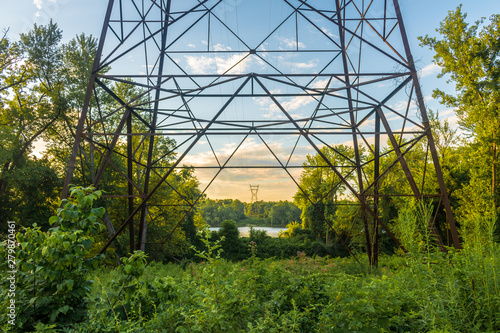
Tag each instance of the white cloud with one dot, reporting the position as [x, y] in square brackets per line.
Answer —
[430, 70]
[288, 103]
[38, 3]
[221, 47]
[290, 43]
[328, 32]
[218, 64]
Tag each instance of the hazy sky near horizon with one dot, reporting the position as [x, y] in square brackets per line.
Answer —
[421, 17]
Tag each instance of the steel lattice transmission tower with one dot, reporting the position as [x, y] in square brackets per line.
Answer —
[290, 77]
[254, 189]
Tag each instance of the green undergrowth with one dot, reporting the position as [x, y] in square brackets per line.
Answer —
[458, 292]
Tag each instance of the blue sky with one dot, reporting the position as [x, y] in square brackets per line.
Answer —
[421, 17]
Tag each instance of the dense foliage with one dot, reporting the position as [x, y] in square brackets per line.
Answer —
[51, 267]
[458, 292]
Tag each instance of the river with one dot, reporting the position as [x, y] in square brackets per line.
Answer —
[245, 231]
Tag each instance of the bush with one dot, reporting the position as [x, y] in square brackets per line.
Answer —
[51, 282]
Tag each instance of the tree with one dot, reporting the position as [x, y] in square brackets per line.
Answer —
[469, 56]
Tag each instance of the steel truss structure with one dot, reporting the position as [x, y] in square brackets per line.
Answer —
[216, 74]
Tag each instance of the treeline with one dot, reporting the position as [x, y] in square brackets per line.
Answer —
[259, 213]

▸ What this task involves: Can you quote all of the records above word for word, leaving the pictures out?

▸ The output:
Tag each instance of the white cloud with one dot, reporting the position as [x, y] in square brackets per line.
Answer —
[430, 70]
[288, 103]
[38, 3]
[221, 47]
[290, 43]
[328, 32]
[218, 64]
Tag each instance of the hazy sky near horizon with one dot, reporting the position as [x, y] in square brackets per line.
Answer —
[421, 17]
Tag each instance of the steel lattice transmission tower with one dot, reporting the position as [x, y] in square brackets per line.
Answer —
[290, 77]
[254, 189]
Tag each instance of the green undergrowth with one dot, reporting the position as [x, y] in square brackets per line.
Answer —
[458, 292]
Tag each instance of the blue sky with one dot, reporting the position as [x, y] in square brackets per line.
Answer —
[421, 17]
Tag each instance of the dense foliage with one dot, reporting the position as [x, y] in square brackets per line.
Answer —
[51, 267]
[458, 292]
Tag each instance of the river with one dot, reporting the position as [x, y] in square brackets per line.
Answer —
[245, 231]
Tag each instance of the bush with one dot, reporting the position as [x, y] in square brackets per line.
Answer —
[51, 282]
Tag each instance of the tree with one dot, reporting the position as [x, y] in square brackets per line.
Answer —
[469, 56]
Tag each instance of the steel truss structure with one dot, reporting the position as [x, y] in square brackets per line.
Answer —
[216, 74]
Tag each instance of the treeline with one dot, reporting the position as [x, y] in square brackets per line.
Answer —
[259, 213]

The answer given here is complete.